### Passage provided
□ □ □ □

Question

Find an equation of the tangent line to the curve y=arccos(x/2) at the point (1,4pi)

Answer 1

Any ideas?

Answer 2

well, the point (1,4pi) is not on the line

Answer 3

Oh sorry, it was y=3arccos(x/2)

Answer 4

the slope of the line at any given point is the derivative of the function

Answer 5

is the equation spose to be in point slope or slope intercept?

Answer 6

either way, the point is not on the line,
the derivative of y=3arccos(x/2) is y'=-3/(sqrt(4-x^2))
subbing x=1 we get the slope we get the slope of -sqrt(3)

Answer 7

so it narrows down to 2 answers

Answer 8

cos(60)=1/2 so (1,pi/3) is on it i believe

Answer 9

-sqrt(3)=(y-1,x-4pi)

Answer 10

oops, i mean -sqrt(3)=(y-1/x-4pi)

Answer 11

oops, i mean -sqrt(3)=(y-1)/(x-4pi)

Answer 12

So the answer would be?

Answer 13

funny thing is none of them match, so i must have made a mistake somewhere

Answer 14

Got any ideas amistre?

Answer 15

i got it

Answer 16

-sqrt(3)=(y-4pi)/(x-1

Answer 17

mixed up the coordinates

Answer 18

answer is the 3rd one

Answer 19

-sqrt(3)=(y-4pi)/(x-1) isolate y and you'll get the answer

Answer 20

Thanks man, I never would have got that one, I guess I need more studying :P

Answer 21

no prob, by math skills are getting rusty

□ □ □ □

### Data provided
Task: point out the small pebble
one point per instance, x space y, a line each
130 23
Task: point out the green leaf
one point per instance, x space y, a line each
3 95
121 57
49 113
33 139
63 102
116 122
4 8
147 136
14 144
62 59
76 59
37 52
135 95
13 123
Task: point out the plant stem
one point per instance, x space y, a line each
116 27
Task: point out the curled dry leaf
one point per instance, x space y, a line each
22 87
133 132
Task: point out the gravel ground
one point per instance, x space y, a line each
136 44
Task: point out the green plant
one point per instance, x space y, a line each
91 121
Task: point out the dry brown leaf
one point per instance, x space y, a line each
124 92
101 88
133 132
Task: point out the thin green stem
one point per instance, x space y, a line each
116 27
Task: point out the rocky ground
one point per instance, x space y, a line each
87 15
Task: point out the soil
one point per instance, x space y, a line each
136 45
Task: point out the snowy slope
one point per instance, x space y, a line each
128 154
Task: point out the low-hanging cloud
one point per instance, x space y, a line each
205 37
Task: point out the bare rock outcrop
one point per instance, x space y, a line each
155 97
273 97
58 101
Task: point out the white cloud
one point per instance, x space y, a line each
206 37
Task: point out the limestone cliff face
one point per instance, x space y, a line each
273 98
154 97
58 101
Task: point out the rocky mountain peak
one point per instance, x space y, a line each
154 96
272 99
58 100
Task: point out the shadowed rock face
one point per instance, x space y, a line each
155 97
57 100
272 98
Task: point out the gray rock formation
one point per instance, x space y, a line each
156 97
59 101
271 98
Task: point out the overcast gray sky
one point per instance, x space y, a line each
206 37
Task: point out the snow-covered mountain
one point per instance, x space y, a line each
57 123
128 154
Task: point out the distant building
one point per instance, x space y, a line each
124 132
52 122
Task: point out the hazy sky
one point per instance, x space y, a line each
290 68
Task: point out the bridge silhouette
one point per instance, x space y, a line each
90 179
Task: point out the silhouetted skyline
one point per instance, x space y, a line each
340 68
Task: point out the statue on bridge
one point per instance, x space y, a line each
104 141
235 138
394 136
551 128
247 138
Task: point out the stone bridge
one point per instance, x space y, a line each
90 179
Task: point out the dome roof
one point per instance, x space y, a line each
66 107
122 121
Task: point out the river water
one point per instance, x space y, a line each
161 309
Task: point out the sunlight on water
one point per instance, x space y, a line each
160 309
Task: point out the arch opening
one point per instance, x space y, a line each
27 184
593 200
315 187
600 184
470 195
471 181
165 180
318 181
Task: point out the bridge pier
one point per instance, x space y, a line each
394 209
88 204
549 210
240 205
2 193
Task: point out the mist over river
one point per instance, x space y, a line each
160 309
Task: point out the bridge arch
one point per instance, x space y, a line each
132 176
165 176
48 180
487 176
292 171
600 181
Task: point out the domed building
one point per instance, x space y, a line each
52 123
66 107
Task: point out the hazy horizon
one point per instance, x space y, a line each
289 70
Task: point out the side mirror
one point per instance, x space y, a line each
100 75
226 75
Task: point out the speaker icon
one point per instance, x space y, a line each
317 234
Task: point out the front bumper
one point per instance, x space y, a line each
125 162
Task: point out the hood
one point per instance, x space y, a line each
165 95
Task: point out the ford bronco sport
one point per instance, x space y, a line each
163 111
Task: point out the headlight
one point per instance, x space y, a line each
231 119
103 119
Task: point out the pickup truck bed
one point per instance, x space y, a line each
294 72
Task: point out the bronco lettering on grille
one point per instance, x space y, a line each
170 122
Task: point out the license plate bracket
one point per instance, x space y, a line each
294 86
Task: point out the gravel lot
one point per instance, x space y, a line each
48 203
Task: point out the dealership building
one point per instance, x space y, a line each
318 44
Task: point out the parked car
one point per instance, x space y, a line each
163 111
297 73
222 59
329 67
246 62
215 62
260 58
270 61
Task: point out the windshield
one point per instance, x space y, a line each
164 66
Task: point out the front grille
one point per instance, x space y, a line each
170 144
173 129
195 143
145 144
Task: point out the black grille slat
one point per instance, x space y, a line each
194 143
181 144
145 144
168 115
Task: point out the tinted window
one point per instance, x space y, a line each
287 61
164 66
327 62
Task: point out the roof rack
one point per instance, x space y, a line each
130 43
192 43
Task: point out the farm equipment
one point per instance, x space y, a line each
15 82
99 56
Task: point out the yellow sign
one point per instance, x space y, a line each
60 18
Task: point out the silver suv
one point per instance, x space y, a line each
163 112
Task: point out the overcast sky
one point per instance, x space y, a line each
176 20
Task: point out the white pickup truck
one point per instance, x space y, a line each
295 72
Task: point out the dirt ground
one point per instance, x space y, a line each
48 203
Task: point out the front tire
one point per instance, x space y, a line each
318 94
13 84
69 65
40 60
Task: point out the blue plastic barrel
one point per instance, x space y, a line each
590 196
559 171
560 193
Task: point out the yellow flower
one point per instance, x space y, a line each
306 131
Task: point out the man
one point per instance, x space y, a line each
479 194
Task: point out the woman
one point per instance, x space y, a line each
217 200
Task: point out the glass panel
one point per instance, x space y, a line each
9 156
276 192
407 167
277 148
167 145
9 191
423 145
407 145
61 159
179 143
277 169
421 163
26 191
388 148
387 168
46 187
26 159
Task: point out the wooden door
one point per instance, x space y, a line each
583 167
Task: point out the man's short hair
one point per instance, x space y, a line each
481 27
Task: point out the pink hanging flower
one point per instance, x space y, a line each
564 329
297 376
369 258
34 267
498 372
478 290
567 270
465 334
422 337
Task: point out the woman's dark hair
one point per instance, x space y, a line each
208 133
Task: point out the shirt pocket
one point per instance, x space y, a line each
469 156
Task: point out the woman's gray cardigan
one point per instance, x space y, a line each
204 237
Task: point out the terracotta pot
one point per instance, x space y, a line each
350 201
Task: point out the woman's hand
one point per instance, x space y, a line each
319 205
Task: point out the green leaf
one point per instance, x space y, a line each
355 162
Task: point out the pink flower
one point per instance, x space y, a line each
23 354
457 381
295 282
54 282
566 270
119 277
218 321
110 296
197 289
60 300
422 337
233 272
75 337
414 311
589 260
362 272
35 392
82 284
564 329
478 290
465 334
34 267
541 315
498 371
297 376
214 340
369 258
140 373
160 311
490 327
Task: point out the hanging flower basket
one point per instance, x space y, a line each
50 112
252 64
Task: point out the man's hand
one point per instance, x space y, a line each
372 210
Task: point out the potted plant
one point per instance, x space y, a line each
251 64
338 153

□ □ □ □

### Task brief
Reproduce the tangent-line thread above word for word, from "is the equation" up to and including "y=3arccos(x/2) is y'=-3/(sqrt(4-x^2))".

### Output of the exercise
is the equation spose to be in point slope or slope intercept?

Answer 6

either way, the point is not on the line,
the derivative of y=3arccos(x/2) is y'=-3/(sqrt(4-x^2))